Repeat the material below with "marker" swapped for "dot" and everything else unchanged, leaving out the pictures.

== Given entries

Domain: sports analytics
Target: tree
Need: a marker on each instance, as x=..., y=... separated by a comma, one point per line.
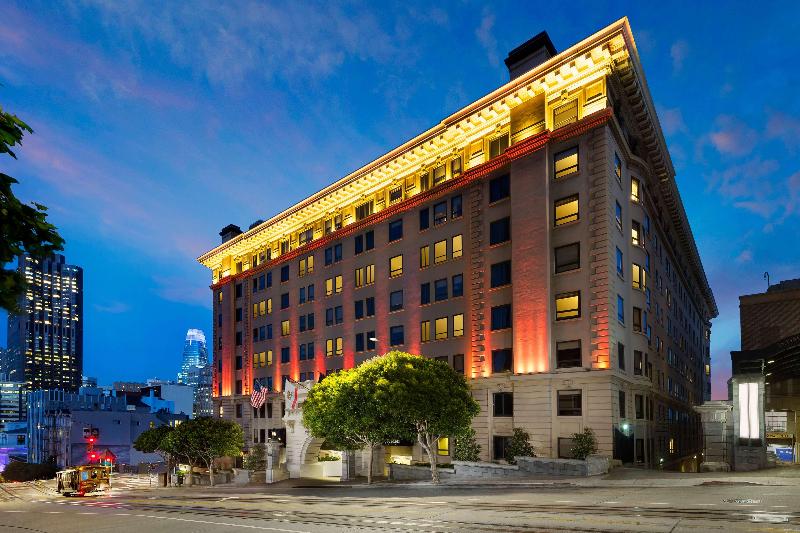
x=154, y=440
x=584, y=444
x=427, y=396
x=345, y=410
x=519, y=446
x=466, y=446
x=203, y=439
x=23, y=228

====

• [Task answer]:
Domain: sports analytics
Target: tree
Need: a dot on each instance, as x=..., y=... separated by a comma, one point per line.
x=154, y=440
x=584, y=444
x=427, y=396
x=345, y=410
x=519, y=446
x=466, y=446
x=203, y=439
x=23, y=228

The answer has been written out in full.